The exercise =
Please copy out the lines from the one containing "search for alloy" to the one containing "[105,26,134,45]", switching "palm tree" to "oak tree" and leaving everything else unchanged.

---------- Dataset content

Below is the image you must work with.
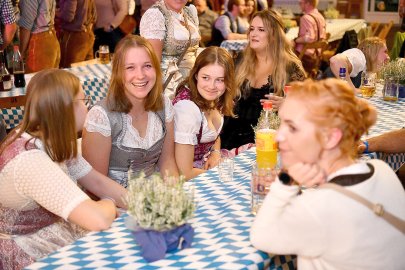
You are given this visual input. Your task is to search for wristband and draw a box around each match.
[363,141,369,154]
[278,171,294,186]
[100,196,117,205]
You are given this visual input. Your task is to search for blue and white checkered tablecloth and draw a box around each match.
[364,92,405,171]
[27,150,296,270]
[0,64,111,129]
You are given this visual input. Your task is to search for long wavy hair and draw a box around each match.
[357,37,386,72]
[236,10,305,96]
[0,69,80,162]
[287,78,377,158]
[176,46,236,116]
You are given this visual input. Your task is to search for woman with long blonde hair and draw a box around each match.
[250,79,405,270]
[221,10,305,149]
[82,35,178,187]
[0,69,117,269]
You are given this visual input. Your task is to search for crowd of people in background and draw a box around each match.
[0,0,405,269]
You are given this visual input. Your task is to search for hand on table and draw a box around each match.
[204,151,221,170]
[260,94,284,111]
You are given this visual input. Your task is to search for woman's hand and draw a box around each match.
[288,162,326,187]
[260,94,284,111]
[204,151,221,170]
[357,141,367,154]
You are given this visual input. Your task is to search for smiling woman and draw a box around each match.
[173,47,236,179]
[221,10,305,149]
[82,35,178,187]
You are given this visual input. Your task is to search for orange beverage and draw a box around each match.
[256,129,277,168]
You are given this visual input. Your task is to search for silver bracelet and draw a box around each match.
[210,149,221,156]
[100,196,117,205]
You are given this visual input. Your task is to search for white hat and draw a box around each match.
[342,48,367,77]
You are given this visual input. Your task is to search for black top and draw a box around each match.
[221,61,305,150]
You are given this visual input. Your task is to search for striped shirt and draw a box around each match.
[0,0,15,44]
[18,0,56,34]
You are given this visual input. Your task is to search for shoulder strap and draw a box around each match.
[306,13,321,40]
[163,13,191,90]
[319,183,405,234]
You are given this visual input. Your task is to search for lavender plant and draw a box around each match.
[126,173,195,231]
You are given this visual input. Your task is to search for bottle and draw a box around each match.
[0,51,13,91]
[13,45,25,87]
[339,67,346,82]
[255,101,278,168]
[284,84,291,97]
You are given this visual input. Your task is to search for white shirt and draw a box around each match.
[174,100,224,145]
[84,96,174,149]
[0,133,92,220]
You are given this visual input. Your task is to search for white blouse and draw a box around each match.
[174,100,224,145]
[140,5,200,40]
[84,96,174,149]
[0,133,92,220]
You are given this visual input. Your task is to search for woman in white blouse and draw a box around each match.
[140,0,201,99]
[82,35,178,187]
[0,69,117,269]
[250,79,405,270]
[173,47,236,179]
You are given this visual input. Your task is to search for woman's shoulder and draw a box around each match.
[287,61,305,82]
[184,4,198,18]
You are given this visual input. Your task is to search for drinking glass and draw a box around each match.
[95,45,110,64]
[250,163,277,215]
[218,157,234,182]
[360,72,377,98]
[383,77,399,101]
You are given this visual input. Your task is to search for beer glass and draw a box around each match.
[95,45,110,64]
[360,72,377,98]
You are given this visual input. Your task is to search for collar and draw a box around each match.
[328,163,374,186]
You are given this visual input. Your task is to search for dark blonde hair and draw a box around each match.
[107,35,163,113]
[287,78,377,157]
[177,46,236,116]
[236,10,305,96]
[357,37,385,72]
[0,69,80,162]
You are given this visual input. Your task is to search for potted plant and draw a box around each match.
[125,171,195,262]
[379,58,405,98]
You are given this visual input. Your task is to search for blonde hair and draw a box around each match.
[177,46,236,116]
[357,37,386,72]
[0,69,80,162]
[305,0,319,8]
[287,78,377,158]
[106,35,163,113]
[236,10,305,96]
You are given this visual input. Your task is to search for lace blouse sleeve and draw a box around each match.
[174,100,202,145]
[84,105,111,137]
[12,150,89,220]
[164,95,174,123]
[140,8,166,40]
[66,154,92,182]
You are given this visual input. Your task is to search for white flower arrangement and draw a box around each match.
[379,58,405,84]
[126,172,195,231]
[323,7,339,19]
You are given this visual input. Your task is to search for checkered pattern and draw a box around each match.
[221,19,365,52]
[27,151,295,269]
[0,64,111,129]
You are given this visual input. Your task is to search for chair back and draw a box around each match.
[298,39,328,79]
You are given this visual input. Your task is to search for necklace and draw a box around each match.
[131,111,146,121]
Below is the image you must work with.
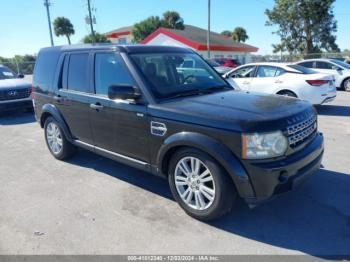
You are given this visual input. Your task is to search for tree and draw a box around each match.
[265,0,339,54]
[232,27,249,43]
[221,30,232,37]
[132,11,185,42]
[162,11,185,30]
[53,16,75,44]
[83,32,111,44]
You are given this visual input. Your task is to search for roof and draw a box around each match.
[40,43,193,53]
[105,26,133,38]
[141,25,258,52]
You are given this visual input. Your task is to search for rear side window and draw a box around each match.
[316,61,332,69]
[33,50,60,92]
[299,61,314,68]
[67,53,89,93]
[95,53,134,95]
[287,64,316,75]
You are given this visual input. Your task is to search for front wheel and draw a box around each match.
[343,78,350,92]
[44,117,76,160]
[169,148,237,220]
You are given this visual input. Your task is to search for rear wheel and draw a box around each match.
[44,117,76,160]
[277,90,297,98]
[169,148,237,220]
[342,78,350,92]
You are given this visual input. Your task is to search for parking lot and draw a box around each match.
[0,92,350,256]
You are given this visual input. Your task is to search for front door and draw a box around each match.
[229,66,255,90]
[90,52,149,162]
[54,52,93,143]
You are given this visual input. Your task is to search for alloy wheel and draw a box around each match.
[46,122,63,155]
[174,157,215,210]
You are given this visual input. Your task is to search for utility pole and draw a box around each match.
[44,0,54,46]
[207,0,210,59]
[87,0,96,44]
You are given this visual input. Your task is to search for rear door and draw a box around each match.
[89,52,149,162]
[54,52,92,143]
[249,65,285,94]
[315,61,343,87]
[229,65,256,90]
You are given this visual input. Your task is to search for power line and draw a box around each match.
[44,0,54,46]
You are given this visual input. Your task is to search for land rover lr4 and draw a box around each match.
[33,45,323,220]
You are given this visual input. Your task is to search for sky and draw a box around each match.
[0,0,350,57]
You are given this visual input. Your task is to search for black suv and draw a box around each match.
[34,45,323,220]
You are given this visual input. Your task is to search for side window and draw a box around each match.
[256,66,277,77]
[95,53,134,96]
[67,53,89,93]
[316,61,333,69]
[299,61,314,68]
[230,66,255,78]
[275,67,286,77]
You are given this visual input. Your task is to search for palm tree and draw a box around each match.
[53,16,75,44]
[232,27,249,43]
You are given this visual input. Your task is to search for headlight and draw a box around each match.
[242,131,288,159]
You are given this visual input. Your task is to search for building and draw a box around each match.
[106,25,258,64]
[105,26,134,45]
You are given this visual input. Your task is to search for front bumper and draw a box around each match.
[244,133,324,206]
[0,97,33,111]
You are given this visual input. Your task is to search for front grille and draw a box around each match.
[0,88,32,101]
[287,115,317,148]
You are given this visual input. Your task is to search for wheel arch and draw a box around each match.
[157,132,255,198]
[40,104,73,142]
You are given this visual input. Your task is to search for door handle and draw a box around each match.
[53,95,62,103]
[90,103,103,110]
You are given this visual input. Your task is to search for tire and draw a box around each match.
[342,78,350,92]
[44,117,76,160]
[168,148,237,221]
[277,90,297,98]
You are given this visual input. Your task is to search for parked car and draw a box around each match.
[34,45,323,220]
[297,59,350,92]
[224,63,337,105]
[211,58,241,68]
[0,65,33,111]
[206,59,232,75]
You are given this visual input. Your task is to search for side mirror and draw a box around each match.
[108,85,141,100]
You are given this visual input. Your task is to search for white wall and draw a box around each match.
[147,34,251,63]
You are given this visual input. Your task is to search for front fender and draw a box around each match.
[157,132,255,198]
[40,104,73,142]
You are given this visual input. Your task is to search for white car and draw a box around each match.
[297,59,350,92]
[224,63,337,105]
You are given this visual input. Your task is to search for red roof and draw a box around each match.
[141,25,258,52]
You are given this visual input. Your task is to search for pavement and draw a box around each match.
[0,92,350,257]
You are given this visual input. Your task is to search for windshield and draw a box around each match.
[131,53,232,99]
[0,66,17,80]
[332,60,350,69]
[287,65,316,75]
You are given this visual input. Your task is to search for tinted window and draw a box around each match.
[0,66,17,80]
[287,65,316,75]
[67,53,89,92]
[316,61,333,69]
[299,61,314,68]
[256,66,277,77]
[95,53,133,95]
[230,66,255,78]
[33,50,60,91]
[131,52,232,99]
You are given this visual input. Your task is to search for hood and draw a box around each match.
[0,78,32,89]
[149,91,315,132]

--------------------

Result of the exercise =
You are given this visual input. Your task is to search for alloy wheel and draw a box around each match.
[46,122,63,155]
[174,157,215,210]
You are given this visual input. Your task is to search for utility pole and draw a box around each match.
[44,0,54,46]
[207,0,210,59]
[87,0,96,44]
You are given this visual input. Your task is to search for rear door and draw a box around each match.
[89,52,149,162]
[54,52,92,143]
[249,65,285,94]
[315,61,343,87]
[229,65,256,90]
You are given this visual input. Your task is to search for power line and draw a box around each match.
[44,0,54,46]
You are given this visual input. Your task is to search for land rover lr4 and draw a box around each match.
[33,45,323,220]
You are given this visual input. Your task is to search for sky and draw a box around each match.
[0,0,350,57]
You are given this visual input. Your task is to search for black suv and draw a box around each match.
[34,45,323,220]
You are given this visual input. Your task is to search for side window and draw a box around each match.
[256,66,277,77]
[95,53,134,96]
[67,53,89,93]
[316,61,333,69]
[299,61,314,68]
[230,66,255,78]
[275,67,286,77]
You are given this visual input. Your task is to search for oak tree and draw a box around each match.
[53,16,75,44]
[232,27,249,43]
You are given this visual input. Your task is to search for headlight and draw a box around each match.
[242,131,288,159]
You are given this visual input. Your task is to search for building and draw a box around each match.
[106,25,258,64]
[105,26,134,45]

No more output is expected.